◆ Exercise aim
The records below are to be reproduced exactly, with the pictures left out.

=== Begin Enclosure ===

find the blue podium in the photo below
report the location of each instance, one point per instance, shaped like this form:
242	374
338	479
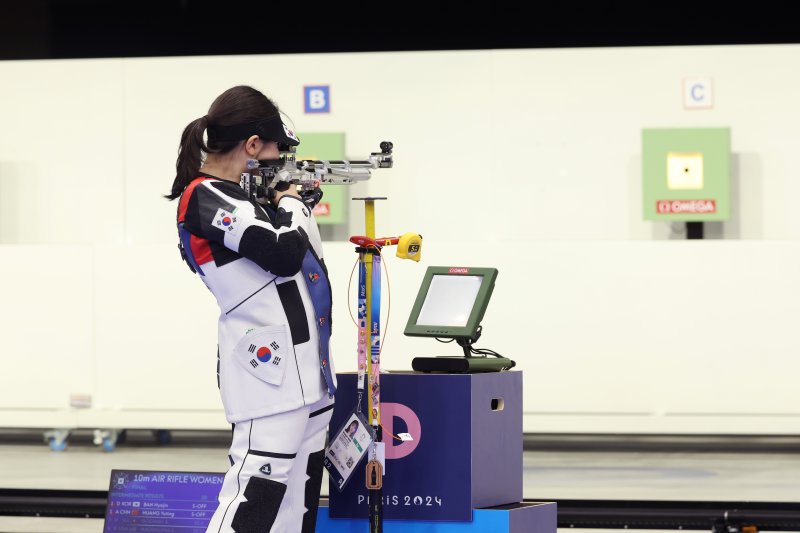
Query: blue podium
528	517
466	455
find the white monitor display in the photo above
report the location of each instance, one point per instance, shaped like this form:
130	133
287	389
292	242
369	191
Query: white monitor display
449	301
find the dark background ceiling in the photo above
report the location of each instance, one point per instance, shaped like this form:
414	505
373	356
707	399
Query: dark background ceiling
42	29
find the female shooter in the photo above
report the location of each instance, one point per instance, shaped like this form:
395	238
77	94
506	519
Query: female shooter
263	264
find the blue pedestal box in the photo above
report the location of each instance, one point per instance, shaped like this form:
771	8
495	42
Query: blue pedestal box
526	517
467	447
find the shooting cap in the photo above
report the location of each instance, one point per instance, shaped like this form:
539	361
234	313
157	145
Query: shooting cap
271	129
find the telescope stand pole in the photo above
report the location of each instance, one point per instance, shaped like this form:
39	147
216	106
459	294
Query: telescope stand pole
374	473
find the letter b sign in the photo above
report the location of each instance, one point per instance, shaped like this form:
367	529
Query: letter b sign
317	98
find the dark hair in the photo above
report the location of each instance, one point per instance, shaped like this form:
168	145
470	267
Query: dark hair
237	105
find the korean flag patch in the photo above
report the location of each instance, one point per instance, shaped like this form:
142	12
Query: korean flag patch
227	221
262	352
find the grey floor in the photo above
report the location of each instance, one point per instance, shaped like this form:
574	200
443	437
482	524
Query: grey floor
554	468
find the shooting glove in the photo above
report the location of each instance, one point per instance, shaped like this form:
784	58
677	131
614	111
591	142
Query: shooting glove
311	197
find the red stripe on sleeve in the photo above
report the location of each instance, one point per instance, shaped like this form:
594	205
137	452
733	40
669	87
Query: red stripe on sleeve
201	250
187	193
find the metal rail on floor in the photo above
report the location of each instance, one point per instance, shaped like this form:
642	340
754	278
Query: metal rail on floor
718	517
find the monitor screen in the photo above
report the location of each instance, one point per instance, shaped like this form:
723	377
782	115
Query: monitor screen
451	302
159	501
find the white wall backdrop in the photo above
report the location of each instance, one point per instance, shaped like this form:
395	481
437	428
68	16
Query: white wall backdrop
526	160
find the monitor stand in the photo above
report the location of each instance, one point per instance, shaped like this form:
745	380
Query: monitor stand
468	364
460	364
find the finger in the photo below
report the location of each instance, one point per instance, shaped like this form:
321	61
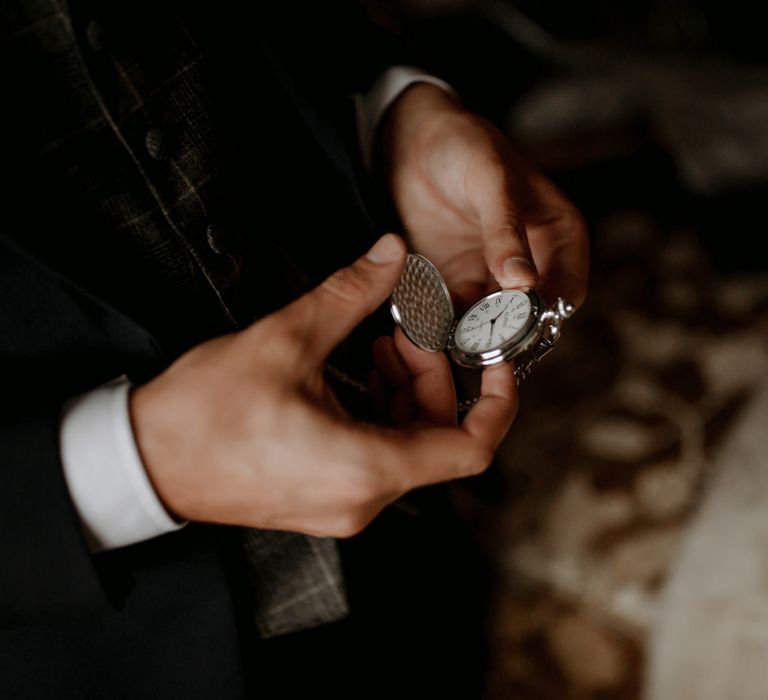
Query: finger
489	420
396	381
505	241
323	317
408	459
432	385
558	238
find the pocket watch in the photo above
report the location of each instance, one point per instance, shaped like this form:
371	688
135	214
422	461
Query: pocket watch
505	326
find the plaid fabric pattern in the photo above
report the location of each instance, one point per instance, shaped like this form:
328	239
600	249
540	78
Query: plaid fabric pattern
131	130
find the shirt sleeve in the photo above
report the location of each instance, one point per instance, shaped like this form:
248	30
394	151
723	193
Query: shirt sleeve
107	481
372	104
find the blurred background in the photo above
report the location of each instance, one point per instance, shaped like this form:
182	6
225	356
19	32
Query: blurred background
626	518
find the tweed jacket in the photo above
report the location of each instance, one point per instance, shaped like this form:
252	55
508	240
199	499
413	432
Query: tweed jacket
170	172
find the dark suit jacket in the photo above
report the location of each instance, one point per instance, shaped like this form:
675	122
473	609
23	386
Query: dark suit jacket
170	171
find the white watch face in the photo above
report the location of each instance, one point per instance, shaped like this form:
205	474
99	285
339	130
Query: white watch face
493	321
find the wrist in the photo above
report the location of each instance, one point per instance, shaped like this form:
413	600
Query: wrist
414	114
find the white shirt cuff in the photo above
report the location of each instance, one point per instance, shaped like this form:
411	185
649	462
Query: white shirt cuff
103	470
372	104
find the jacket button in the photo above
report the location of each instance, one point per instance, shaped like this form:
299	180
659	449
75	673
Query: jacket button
95	35
155	143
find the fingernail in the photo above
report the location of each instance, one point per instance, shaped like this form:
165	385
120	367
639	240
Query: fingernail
387	249
517	271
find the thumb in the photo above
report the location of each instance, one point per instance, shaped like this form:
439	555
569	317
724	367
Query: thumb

=== End Enclosure ===

◆ Answer to the problem
find the blue podium in the photo below
report the location of each instance, one point per instance, shaped like this form:
242	374
338	479
Query: blue podium
528	517
466	455
find the white monitor display in the photo above
report the location of each instance, one point per instance, shaped like this form:
130	133
287	389
292	242
369	191
Query: white monitor display
449	301
find the dark background ceiling in the photo above
report the location of each instance, one point per instance, shaped like this form:
414	505
373	356
707	399
Query: dark background ceiling
42	29
find the female shooter in the photo above
report the location of each instance, one point per instance, shaped like this form:
395	238
77	94
506	519
Query: female shooter
263	264
find the blue pedestal box in the photo above
report the location of each instance, one point per instance, shaped like this form:
771	8
495	42
Query: blue pedestal box
526	517
467	447
find the shooting cap in the photo above
report the location of each instance, one point per instance, shaped like this form:
539	361
234	313
157	145
Query: shooting cap
271	129
find the telescope stand pole in the photo above
report the location of each instance, one point per instance, shaped like this form:
39	147
216	106
459	294
Query: telescope stand pole
374	473
find the letter b sign in the photo above
report the location of each instance, one point per instance, shaped like this form:
367	529
Query: letter b sign
317	98
find the dark hair in the photo above
report the location of each instance, one point per instance, shaped like this form:
168	145
470	267
Query: dark hair
237	105
find the korean flag patch in the photo above
report the location of each instance, one point per instance, shaped like this form:
142	12
Query: korean flag patch
227	221
262	352
find the grey floor in the photo above
report the location of each instance, one point per instance, shaped like this form:
574	200
443	437
482	524
Query: grey floor
554	468
find the shooting glove in the photo above
report the location of each instance, one point per instance, shaped like this form:
784	58
677	131
614	111
591	142
Query: shooting glove
311	197
find the red stripe on sleeve in the photo above
report the location of each instance, one point per instance, shaped like this form:
594	205
137	452
733	40
669	87
Query: red stripe on sleeve
201	250
187	193
find the metal rail on floor in the photo above
report the location of each instance, one point per instance, shaped like this form:
642	340
754	278
Query: metal rail on floor
718	517
find the monitor screen in the photo above
report the location of each instance, one point per instance, shaped like this form:
723	377
782	115
Query: monitor screen
451	302
159	501
find the white wall backdrop in the photo above
report the location of each instance, one point per instance, shaped like this form:
395	481
437	428
68	16
Query: white wall backdrop
526	160
find the monitor stand in the photo above
report the location of each instance, one point per instance, shaped like this form:
745	380
Query: monitor stand
468	364
460	364
find the finger in the photo below
report the location of each instance, one point per instance, shaped like this form:
321	61
Query: finger
489	420
396	381
505	241
323	317
408	459
432	385
558	238
find the pocket watch in the photo above
report the location of each instance, one point per instance, shaped like this form:
371	688
135	214
422	461
Query: pocket watch
505	326
find the plaid fabric pattern in the photo above
report the location of each instance, one point per instance, shaped like this form:
328	239
600	249
540	78
Query: plaid fabric pattern
131	130
find the shirt sleeve in the photo above
report the location of each instance, one point per instance, shaped like this form:
248	30
394	151
723	193
Query: shirt sleeve
107	481
372	104
find the blurred background in the photo above
report the location of each instance, one point per instance, shaped like this form:
182	6
225	356
19	32
Query: blurred background
626	518
find the tweed jacket in the photo above
report the location of each instance, one point per instance, shaped like this form:
252	55
508	240
199	499
413	432
Query: tweed jacket
170	172
find the dark suit jacket in the photo above
report the location of each instance, one point per instance, shaped like this form:
675	122
473	609
23	386
Query: dark suit jacket
170	171
find the white watch face in the photo above
report the location of each instance, one point per instance, shaped like this form:
205	474
99	285
339	130
Query: white watch face
493	321
find the wrist in the photo above
report the location of each instance, one point per instance, shaped like this form:
413	600
Query: wrist
414	114
find the white shirt cuff in the photo above
report the location of each instance, one point per instance, shaped like this form:
411	185
649	462
Query: white shirt cuff
103	470
372	104
find the jacket button in the photo above
report the location of each instance, one point per instance, shaped like this form:
299	180
659	449
75	673
Query: jacket button
95	35
155	143
find the fingernail in the photo above
report the location of each instance, one point per instance, shaped like this form:
165	385
120	367
639	240
Query: fingernail
387	249
517	271
find the thumb in the photo above
report the location of each instance, one point per instance, shaped like this form:
439	555
569	317
724	367
Query: thumb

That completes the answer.